*WORK INSTRUCTION:* Write out the line that has "in [455, 527]." in it, along with each line that comes after it until the listing ends, and add nothing.

*RECORDS FOR THIS TASK:*
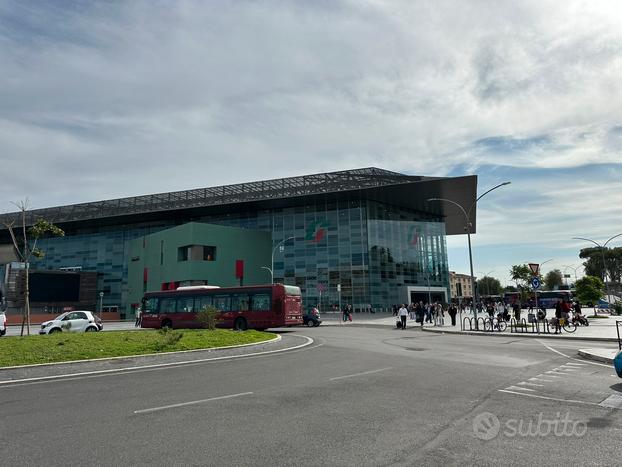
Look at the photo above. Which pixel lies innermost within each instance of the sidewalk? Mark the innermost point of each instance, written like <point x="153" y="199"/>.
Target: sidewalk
<point x="603" y="329"/>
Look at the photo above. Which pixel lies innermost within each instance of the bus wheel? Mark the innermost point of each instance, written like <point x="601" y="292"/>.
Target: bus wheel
<point x="240" y="324"/>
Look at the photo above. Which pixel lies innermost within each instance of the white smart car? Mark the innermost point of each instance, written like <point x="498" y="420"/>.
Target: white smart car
<point x="72" y="321"/>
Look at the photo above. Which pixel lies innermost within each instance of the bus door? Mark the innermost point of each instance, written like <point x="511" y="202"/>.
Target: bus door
<point x="261" y="309"/>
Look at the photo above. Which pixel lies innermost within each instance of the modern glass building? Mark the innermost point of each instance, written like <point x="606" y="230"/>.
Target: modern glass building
<point x="367" y="237"/>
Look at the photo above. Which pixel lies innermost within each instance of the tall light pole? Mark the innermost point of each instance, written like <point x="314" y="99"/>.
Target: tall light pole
<point x="574" y="268"/>
<point x="467" y="227"/>
<point x="271" y="268"/>
<point x="535" y="292"/>
<point x="101" y="304"/>
<point x="487" y="282"/>
<point x="602" y="250"/>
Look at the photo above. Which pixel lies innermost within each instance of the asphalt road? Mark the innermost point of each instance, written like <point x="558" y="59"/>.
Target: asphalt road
<point x="356" y="396"/>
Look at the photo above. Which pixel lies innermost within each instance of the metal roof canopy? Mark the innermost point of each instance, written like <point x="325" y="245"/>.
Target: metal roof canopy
<point x="371" y="183"/>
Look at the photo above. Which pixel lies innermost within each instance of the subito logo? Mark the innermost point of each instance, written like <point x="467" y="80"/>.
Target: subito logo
<point x="486" y="426"/>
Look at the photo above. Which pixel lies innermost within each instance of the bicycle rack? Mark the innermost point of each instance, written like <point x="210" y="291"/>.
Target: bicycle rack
<point x="515" y="325"/>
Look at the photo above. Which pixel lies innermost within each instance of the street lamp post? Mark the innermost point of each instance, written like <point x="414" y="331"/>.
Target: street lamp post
<point x="101" y="304"/>
<point x="535" y="292"/>
<point x="574" y="268"/>
<point x="468" y="226"/>
<point x="487" y="282"/>
<point x="271" y="268"/>
<point x="602" y="251"/>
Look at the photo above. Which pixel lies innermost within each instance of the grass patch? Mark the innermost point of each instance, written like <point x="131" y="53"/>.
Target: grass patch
<point x="65" y="347"/>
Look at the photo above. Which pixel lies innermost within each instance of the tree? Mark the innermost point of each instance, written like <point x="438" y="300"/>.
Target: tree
<point x="521" y="274"/>
<point x="489" y="286"/>
<point x="25" y="251"/>
<point x="589" y="289"/>
<point x="594" y="264"/>
<point x="553" y="279"/>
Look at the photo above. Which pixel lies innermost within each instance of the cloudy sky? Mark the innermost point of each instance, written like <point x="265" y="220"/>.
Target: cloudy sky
<point x="101" y="100"/>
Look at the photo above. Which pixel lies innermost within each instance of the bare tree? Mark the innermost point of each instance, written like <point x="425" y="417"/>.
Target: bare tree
<point x="25" y="251"/>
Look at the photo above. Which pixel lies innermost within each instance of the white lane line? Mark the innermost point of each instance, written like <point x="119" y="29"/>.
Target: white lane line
<point x="547" y="398"/>
<point x="184" y="404"/>
<point x="583" y="362"/>
<point x="542" y="379"/>
<point x="514" y="388"/>
<point x="155" y="366"/>
<point x="552" y="349"/>
<point x="531" y="384"/>
<point x="361" y="374"/>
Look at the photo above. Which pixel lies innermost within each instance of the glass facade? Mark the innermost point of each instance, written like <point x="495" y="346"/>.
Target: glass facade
<point x="372" y="251"/>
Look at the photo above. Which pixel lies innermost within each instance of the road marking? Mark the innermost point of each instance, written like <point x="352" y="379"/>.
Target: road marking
<point x="547" y="398"/>
<point x="155" y="366"/>
<point x="542" y="379"/>
<point x="361" y="374"/>
<point x="514" y="388"/>
<point x="531" y="384"/>
<point x="584" y="362"/>
<point x="552" y="349"/>
<point x="184" y="404"/>
<point x="614" y="401"/>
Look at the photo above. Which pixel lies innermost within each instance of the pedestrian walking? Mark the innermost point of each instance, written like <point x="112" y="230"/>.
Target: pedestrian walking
<point x="403" y="313"/>
<point x="139" y="313"/>
<point x="452" y="313"/>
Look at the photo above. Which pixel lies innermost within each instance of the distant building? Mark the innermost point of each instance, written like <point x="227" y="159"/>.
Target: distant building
<point x="367" y="237"/>
<point x="460" y="285"/>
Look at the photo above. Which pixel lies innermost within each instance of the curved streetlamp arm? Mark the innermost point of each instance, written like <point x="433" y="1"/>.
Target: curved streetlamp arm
<point x="485" y="193"/>
<point x="588" y="240"/>
<point x="615" y="236"/>
<point x="452" y="202"/>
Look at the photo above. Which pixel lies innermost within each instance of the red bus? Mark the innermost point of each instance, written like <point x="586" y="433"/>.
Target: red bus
<point x="254" y="307"/>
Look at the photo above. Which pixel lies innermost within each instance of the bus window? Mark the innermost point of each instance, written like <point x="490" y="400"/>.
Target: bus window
<point x="167" y="304"/>
<point x="239" y="302"/>
<point x="260" y="302"/>
<point x="222" y="302"/>
<point x="150" y="305"/>
<point x="185" y="304"/>
<point x="202" y="302"/>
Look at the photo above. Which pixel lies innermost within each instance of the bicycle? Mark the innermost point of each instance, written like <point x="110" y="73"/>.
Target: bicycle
<point x="494" y="324"/>
<point x="564" y="324"/>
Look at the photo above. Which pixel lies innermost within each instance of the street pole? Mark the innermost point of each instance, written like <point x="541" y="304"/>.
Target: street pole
<point x="468" y="226"/>
<point x="272" y="258"/>
<point x="101" y="305"/>
<point x="602" y="251"/>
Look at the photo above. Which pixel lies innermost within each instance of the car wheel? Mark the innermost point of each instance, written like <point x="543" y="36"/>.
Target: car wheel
<point x="240" y="324"/>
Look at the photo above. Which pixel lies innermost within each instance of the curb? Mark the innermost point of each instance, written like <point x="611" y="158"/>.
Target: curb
<point x="525" y="335"/>
<point x="597" y="358"/>
<point x="277" y="338"/>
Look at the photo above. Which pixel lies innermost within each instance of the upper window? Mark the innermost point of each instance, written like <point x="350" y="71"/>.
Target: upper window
<point x="196" y="253"/>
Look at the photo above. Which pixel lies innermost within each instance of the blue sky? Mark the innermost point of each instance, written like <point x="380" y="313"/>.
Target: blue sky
<point x="101" y="100"/>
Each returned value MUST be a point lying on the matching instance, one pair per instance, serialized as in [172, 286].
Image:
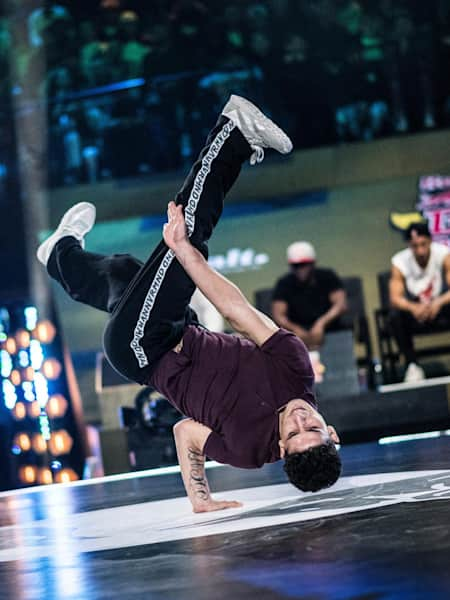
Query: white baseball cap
[300, 252]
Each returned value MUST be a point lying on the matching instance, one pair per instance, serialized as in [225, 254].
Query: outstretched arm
[225, 296]
[190, 438]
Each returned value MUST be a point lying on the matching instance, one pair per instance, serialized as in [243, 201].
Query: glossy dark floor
[381, 533]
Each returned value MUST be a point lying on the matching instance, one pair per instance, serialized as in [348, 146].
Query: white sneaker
[259, 131]
[414, 373]
[76, 222]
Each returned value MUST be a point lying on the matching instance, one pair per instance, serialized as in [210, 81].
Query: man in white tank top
[419, 292]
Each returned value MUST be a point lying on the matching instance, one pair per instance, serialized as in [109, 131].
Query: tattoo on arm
[197, 477]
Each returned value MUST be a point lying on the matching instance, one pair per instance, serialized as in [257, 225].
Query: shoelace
[257, 156]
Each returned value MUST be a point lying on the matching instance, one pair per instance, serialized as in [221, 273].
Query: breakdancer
[249, 399]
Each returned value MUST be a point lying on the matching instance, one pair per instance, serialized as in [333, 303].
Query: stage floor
[383, 532]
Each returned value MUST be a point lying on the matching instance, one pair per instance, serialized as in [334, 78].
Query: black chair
[355, 318]
[389, 355]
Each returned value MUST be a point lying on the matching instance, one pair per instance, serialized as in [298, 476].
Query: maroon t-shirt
[236, 388]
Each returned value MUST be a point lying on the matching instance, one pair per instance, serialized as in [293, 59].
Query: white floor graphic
[62, 534]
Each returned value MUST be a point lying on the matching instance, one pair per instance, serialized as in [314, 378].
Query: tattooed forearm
[197, 479]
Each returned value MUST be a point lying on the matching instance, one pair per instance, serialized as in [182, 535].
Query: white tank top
[426, 283]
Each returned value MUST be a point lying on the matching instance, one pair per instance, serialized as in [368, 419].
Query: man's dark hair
[314, 469]
[419, 229]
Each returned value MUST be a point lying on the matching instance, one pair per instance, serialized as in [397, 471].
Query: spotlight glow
[6, 363]
[41, 389]
[24, 359]
[9, 394]
[36, 355]
[31, 317]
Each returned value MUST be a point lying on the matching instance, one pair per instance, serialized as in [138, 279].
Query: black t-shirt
[307, 301]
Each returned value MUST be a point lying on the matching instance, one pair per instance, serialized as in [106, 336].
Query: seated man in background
[308, 300]
[416, 293]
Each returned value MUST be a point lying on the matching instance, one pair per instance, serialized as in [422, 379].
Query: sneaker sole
[56, 235]
[285, 145]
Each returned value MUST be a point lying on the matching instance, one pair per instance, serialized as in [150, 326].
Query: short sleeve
[216, 449]
[291, 356]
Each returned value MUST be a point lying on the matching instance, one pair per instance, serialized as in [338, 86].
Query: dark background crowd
[131, 87]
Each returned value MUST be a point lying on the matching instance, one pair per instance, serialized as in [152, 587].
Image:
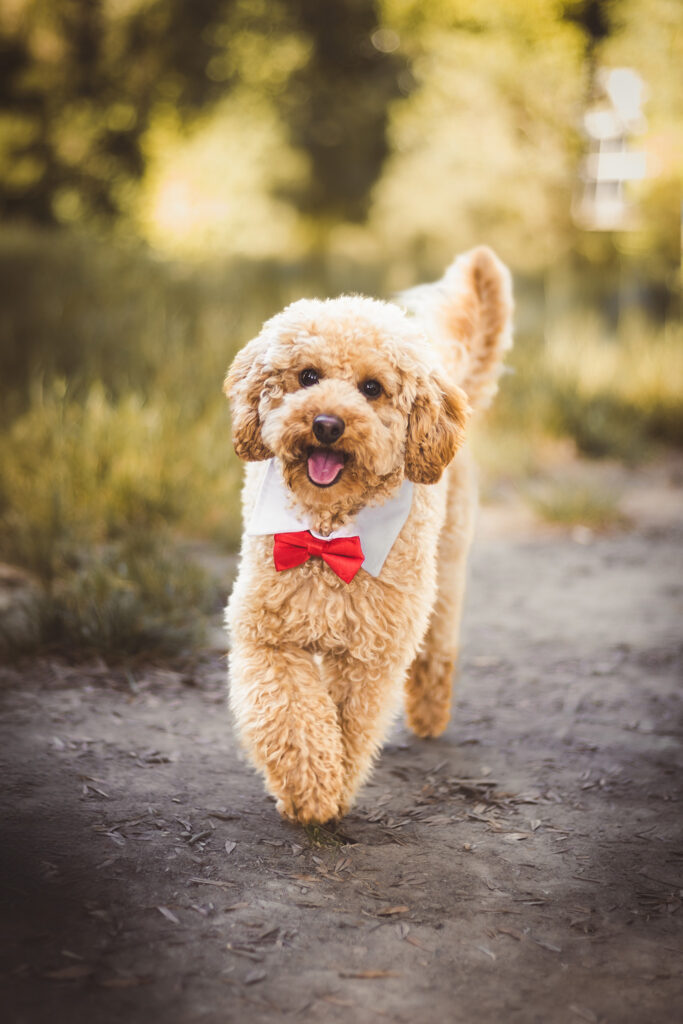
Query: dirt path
[527, 866]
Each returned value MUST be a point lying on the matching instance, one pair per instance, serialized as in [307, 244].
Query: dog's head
[347, 395]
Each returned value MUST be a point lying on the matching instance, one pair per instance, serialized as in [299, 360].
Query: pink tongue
[324, 467]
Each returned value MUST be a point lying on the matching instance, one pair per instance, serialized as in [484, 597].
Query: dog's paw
[312, 810]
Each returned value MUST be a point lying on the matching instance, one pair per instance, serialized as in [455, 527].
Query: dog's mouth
[325, 466]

*COMPLETED TASK:*
Each returned value MUST be a point lying on the matching instance, one pair per instance, serialized as in [455, 527].
Query: dog's mouth
[325, 466]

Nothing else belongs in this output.